An Olympic Approach
To Combating the Flu
Early Testing, New Drugs
May Provide the Solution
The fight against flu is moving beyond the
shot.
While the flu shot is still the best way to
avoid flu this winter, the reality is most people don't get
them. But even if you skip the shot, new research shows new
flu tests that doctors can use in their offices coupled with
antiviral drugs can still prevent flu from ravaging your household.
The new blueprint for fighting flu, which each
year infects about one in 10 adults and kills 20,000 in the
U.S., comes from lessons learned by doctors at the 2002 Winter
Olympics in Salt Lake City. The research, presented last week
at the Infectious Diseases Society of America annual meeting,
showed that with early diagnosis and antiviral drugs, flu
sufferers got out of bed sooner. More important, family members
who aren't sick can also take the drugs to lower their risk
for catching flu significantly.

□ □ □ □ □ □ □

- TASKS FOR THIS EXERCISE -
a – Can you reproduce the stretch of the flu article from "The new blueprint" through "catching flu significantly.", word for word?
b – Could you carry on the flu article from the point where it stops?

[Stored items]
□ □ □ □ □ □ □

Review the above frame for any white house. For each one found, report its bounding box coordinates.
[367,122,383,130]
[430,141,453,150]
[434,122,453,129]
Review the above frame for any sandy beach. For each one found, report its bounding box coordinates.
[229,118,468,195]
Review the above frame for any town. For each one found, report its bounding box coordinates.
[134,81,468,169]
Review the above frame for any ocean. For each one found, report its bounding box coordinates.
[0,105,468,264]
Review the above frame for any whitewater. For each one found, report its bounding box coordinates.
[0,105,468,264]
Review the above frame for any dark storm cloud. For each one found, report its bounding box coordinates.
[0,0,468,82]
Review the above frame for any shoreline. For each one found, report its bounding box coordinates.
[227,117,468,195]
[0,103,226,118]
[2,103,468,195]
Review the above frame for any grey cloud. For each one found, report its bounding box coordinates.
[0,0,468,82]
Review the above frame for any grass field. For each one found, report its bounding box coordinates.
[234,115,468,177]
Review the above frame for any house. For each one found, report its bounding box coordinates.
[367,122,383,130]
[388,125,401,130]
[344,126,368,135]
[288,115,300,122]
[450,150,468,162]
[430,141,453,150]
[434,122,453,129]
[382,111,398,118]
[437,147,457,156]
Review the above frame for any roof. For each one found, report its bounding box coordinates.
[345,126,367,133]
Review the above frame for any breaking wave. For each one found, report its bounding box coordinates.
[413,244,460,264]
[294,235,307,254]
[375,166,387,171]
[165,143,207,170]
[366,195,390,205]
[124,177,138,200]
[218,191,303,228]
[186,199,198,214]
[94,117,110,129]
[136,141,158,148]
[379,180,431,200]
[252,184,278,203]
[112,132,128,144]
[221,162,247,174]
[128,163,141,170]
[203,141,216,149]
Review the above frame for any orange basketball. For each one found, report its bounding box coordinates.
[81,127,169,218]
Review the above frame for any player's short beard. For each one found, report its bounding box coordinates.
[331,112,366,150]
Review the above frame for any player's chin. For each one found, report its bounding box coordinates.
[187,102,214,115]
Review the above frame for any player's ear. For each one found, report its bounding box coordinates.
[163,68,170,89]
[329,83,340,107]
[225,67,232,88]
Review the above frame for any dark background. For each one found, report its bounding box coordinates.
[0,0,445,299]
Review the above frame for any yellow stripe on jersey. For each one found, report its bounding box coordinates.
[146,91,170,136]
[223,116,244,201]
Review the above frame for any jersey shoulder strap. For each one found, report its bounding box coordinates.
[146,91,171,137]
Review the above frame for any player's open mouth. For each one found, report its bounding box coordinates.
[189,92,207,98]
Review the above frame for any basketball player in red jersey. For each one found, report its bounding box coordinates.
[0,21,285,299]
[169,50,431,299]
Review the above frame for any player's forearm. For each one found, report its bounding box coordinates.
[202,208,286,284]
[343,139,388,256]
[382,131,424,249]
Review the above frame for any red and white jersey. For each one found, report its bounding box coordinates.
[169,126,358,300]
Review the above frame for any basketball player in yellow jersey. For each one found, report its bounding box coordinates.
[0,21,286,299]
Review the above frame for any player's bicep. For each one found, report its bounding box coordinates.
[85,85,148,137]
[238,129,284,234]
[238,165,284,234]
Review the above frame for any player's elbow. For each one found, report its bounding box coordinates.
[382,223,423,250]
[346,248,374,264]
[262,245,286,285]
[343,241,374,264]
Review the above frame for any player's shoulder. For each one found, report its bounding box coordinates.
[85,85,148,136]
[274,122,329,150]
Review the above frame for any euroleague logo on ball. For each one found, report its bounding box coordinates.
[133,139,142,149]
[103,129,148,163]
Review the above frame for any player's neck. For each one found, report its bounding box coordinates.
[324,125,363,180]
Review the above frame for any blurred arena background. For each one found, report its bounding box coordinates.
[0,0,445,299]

□ □ □ □ □ □ □

- RESPONSES IN ORDER -
a –
The new blueprint for fighting flu, which each
year infects about one in 10 adults and kills 20,000 in the
U.S., comes from lessons learned by doctors at the 2002 Winter
Olympics in Salt Lake City. The research, presented last week
at the Infectious Diseases Society of America annual meeting,
showed that with early diagnosis and antiviral drugs, flu
sufferers got out of bed sooner. More important, family members
who aren't sick can also take the drugs to lower their risk
for catching flu significantly.

b –
The effort to better battle flu started after
Olympic doctors were troubled by the widespread use of antibiotics
among athletes at the winter games in Nagano, Japan, four
years earlier. The issue there mirrored a more common problem:
overuse of antibiotics even though the drugs are useless against
the flu. Typically, about 50% of patients who complain of
upper respiratory symptoms are given antibiotics.
By using in-office tests to quickly diagnose
flu and antiviral drugs, doctors in Salt Lake City reduced
antibiotic use to just 10% of patients who complained of upper
respiratory symptoms. In addition, the early diagnoses of
flu allowed for early use of antiviral drugs, relieving symptoms
for the sick and preventing flu from spreading through the
Olympic Village.
Doctors say the Olympic experience can be used
to battle the flu in nursing homes, dormitories and even family
homes.
Finding Flu: The first step is proper
diagnosis. New rapid flu tests, which use a swab in the nose
or throat, can give results as quickly as 30 minutes, compared
with viral cultures that can take five to 10 days to produce
results -- and by then the patient is often already well.
The tests aren't perfect, missing flu about 30% of the time,
but they are a good way to make an early diagnosis.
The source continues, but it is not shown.